### The task
Change "Put a pin on" to "Place a dot on" throughout the material below and write it out again with nothing else altered. Leave the pictures out.

-------- Information provided

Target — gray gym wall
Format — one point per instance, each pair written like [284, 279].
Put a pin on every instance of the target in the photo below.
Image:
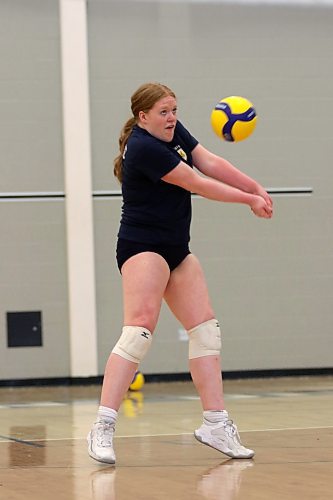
[270, 281]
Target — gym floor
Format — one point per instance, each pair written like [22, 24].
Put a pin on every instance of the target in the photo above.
[288, 421]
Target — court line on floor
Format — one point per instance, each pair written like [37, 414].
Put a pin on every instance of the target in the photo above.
[83, 438]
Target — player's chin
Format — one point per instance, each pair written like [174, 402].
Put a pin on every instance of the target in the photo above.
[169, 133]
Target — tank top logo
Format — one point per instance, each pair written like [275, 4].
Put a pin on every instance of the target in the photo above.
[181, 152]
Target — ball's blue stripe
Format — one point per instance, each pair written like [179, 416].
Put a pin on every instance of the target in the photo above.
[246, 116]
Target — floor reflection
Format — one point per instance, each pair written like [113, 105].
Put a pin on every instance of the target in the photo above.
[224, 481]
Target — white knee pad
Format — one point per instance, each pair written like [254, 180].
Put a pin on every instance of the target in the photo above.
[133, 343]
[205, 339]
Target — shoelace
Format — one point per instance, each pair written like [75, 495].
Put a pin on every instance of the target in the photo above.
[104, 434]
[231, 429]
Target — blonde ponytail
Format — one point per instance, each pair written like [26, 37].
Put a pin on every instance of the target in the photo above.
[143, 99]
[124, 135]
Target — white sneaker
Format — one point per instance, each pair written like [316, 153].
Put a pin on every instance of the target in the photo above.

----------------

### Full answer
Target — gray gym wall
Format — one point per instance, each pair written like [284, 279].
Place a dot on every instance of the target in the photo below.
Image:
[270, 281]
Target — gym floor
Format — one point per instance, each pair written like [22, 24].
Place a dot on every instance of the target in the photo above.
[288, 421]
Target — court line on floor
Format — one point per instance, each pair written like [37, 414].
Place a dot on every instance of the target in the photo above.
[83, 438]
Target — player's chin
Format — one point per instance, each pair written like [174, 402].
Place a dot on every instance of the target in the photo above.
[169, 133]
Target — tank top logo
Format — one point per instance, each pair written like [275, 4].
Place a dot on every instance of the target in the photo above.
[181, 152]
Target — ball's blue stripe
Format — one point per instance, each pair written like [179, 416].
Place a dot on every instance of the target in the photo above.
[246, 116]
Target — floor reflection
Format — one point per instance, each pair written like [113, 105].
Place a dot on every instance of the target in the photo above.
[224, 481]
Target — white knee pad
Format — one point per instance, each pair written like [254, 180].
Place a dot on every instance of the target in the photo above.
[133, 343]
[205, 339]
Target — shoelace
Format — one point per instance, each pair written like [75, 495].
Place a dot on every instance of the target in the photo above.
[104, 434]
[231, 429]
Target — blonde ponytail
Format — one point per instance, each pair written like [26, 37].
Place a dot on every instance of the target in the photo above.
[143, 99]
[124, 135]
Target — white sneaker
Format — one point per instance, each pair written like [316, 153].
Place a dot on every instance of the target in the photo above.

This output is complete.